** Start of Exercise materials **
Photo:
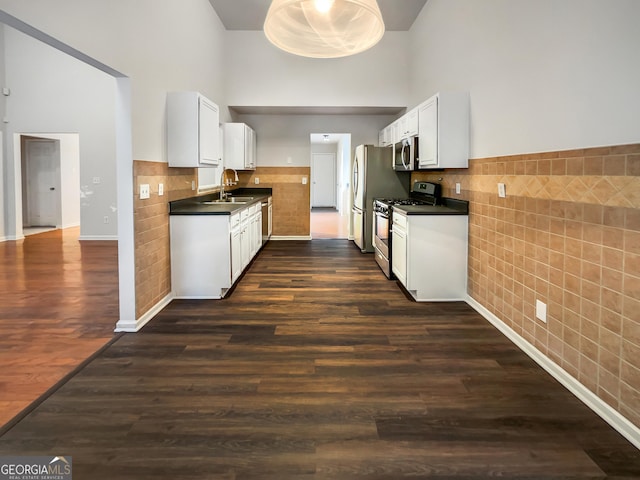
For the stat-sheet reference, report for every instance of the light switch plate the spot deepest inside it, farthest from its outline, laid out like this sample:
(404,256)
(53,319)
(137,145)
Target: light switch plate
(144,191)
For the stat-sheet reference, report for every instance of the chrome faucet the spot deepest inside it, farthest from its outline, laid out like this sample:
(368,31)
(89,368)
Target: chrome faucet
(223,195)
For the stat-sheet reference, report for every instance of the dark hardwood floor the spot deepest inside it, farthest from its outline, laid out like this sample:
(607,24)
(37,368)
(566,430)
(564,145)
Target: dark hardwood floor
(317,367)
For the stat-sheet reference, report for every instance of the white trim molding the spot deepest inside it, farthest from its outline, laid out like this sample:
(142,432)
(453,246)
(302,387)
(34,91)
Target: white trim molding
(586,396)
(133,326)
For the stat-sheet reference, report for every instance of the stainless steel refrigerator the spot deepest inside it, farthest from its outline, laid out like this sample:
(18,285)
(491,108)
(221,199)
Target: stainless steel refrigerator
(373,177)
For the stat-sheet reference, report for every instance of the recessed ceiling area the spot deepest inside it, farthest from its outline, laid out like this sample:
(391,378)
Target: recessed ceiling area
(398,15)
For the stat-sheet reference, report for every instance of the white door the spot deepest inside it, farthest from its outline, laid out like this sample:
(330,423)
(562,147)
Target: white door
(323,181)
(358,178)
(42,182)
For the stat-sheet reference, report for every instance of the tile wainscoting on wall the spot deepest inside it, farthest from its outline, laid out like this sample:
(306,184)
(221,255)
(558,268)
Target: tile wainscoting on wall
(291,199)
(567,234)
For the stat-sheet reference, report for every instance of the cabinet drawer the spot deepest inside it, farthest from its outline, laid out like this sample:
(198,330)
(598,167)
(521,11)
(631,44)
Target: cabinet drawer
(399,220)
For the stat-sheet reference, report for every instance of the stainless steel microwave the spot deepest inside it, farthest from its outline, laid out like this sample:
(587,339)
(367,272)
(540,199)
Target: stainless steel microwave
(405,154)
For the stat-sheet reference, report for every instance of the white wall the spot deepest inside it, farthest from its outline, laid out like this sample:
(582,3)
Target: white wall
(171,45)
(284,137)
(54,93)
(2,139)
(259,74)
(543,75)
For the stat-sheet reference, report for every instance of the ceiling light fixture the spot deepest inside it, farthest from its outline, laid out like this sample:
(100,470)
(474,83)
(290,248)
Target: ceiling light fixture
(324,28)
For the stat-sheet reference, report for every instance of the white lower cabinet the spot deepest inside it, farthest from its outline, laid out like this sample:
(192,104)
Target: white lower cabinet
(429,255)
(236,259)
(210,252)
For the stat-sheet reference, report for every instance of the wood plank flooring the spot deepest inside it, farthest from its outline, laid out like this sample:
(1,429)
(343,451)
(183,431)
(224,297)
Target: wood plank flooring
(317,367)
(58,305)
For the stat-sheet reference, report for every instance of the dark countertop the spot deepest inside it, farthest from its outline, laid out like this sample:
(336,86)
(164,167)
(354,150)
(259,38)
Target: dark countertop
(446,206)
(196,205)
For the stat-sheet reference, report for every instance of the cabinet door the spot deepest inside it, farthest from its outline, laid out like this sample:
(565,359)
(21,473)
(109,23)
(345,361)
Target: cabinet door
(209,132)
(428,131)
(249,148)
(399,253)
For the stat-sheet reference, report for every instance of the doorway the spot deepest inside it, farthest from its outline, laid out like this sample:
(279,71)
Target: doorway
(41,184)
(323,180)
(330,165)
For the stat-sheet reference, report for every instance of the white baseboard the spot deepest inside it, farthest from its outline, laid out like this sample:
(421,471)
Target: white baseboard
(586,396)
(135,325)
(280,238)
(93,238)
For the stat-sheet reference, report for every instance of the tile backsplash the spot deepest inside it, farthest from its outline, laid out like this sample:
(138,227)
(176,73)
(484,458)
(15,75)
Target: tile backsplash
(291,217)
(567,234)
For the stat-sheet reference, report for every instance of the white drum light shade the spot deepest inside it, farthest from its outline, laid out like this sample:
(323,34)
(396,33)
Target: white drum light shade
(324,28)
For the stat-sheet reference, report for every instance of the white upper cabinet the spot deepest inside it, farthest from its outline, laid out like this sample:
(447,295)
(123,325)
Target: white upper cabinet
(239,146)
(193,138)
(408,125)
(443,131)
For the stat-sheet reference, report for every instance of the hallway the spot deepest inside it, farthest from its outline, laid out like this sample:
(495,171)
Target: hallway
(58,305)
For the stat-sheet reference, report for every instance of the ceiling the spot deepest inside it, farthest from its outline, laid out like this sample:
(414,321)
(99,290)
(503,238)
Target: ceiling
** End of Exercise materials **
_Objective_
Rescale the items starting at the line that contains "the white upper" and ending at the last line of the items, reproducing every line, requests included. Multiply each coordinate in the answers by 0.3 and round to the nearest whole number, with halves rounding up, and leave the requests and their sample coordinates unchanged.

_Output_
For the stat-sheet reference, report for every instance of the white upper cabinet the spot deepest inside it, farthest from its outline, laid out like this sample:
(447,295)
(123,325)
Target: white upper cabinet
(72,44)
(58,41)
(122,38)
(133,39)
For the stat-sheet reference, report for every instance of the hallway the spot deepest inside it, farthest from its outline, laid out like this sample:
(495,171)
Target: hallway
(17,92)
For the stat-sheet reference, report for every instance of the ceiling the spot deepest inside it, farthest from its outline, laid out like this sample:
(414,321)
(99,290)
(503,238)
Target: ceiling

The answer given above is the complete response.